> Document segment

The first part constitutes much of the book, and it contains six essays on various aspects of China’s security policy. In all the essays, the authors attempt to address the role Professor Whiting’s approach has played in their own research about China, that is, establishing a link between theory and reality.

Professor Robert S. Ross wonders whether there can be any distinctions between Taiwan and the Korean Peninsula with respect to the threat of a conflict. For Ross, if the balance of power in the Strait of Taiwan ensures a stable mutual deterrence situation, the Korean Peninsula, on the other hand, represents a rather unstable case of mutual deterrence, and, thereby, a greater risk of conflict between the two Koreas. 

Professor Thomas J. Christensen raises the alarm against such a scenario, noting that, in the past, China has had the propensity to intervene militarily in some conflicts when there was an opportunity to do so, or whenever it felt it was vulnerable. The Chinese therefore would have supported North Korea in the Korean conflict if they feared the Americans would strengthen their position in the South to the extent of becoming a direct threat to China itself. By opting for an early challenge, China was taking advantage of its position at the time. Thomas Christensen argues that the situation with respect to Taiwan could lead to a similar case.

> Written problem A
Answer these questions about the passage on China's security policy:
(i) How many essays does the first part of the book contain?
(ii) According to Ross, which case is a rather unstable case of mutual deterrence?
(iii) According to Christensen, under what circumstances has China tended to intervene militarily in the past?
> Written problem B
Pick up the passage on China's security policy after its final sentence and continue writing it.

[Dataset entries]
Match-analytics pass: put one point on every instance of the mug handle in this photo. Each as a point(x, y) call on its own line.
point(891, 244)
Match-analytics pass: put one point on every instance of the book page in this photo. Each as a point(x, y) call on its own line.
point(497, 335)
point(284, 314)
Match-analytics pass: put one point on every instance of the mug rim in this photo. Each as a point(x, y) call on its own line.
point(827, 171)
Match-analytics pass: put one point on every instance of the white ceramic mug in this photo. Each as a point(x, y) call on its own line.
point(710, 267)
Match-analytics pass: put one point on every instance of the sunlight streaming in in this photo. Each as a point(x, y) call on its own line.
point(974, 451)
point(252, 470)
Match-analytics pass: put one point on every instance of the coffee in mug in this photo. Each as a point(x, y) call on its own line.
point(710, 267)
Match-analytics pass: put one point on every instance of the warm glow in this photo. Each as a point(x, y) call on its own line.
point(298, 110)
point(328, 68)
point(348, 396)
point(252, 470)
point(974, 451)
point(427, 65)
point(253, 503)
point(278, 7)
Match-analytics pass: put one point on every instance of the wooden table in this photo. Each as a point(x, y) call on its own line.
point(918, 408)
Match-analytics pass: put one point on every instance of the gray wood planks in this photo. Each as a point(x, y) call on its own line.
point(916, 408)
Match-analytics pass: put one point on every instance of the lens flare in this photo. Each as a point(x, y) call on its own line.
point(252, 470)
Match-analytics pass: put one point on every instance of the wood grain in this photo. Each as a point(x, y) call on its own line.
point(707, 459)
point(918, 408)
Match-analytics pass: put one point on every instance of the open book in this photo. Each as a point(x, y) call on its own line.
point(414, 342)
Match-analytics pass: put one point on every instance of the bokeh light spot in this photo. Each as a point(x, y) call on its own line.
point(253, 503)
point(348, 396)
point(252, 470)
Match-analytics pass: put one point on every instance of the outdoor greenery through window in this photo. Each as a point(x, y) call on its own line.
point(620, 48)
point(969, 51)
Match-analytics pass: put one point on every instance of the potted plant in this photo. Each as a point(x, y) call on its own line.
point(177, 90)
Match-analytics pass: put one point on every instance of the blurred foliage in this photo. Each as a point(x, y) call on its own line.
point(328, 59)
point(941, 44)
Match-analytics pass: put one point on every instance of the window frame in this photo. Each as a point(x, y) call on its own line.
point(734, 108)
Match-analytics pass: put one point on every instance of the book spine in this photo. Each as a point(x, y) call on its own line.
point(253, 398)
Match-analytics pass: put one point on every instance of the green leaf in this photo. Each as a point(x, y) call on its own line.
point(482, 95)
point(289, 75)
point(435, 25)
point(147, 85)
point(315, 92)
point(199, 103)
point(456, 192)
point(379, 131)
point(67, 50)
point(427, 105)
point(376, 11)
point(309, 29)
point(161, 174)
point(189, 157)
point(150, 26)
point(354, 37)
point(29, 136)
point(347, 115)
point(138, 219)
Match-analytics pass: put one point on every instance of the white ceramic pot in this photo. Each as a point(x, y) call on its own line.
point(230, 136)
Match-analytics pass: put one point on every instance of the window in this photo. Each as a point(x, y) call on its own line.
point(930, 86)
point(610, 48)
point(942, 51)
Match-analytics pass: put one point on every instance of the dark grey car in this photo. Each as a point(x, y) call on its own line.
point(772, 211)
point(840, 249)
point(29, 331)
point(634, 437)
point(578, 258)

> Task output A
(i) Six.
(ii) The Korean Peninsula.
(iii) When there was an opportunity to do so, or whenever it felt it was vulnerable.

> Task output B
Through access to Chinese archives and internal publications of the government of India, Professor John Garver reviewed events that occurred during the 1962 war between the two countries. His findings led him to new evidence on the origin of this war. Professor Avery Goldstein notes that the relationship between China and the Korean Peninsula has evolved. If the Cold War played a role at the time in China’s decision to get involved militarily in the Korean conflict (1950-1953), today it is globalization and domestic economic reforms that influence the Chinese approach to the two Koreas, as well as its desire to maintain the status quo and to reduce tensions. Professor Michael Yahuda, a seasoned observer of Asia-Pacific geopolitics, reviews China-Japan relations, which have come under some strain during the last few years. Yahuda focuses on a number of conflicting issues between the two countries, and concludes that the differences are too deep to expect any future resolution. He then offers three scenarios that the reader might find rather pessimistic. Lastly, Yong Deng, Professor of Political Science at the US Naval Academy in Annapolis, looks at how China reacts to foreign accusations of a Chinese threat. Ironically, these accusations have somewhat helped soften China’s position in international fora. The Chinese threat is presented as both military and economic. Deng concludes that China has a long way to go to refute this description.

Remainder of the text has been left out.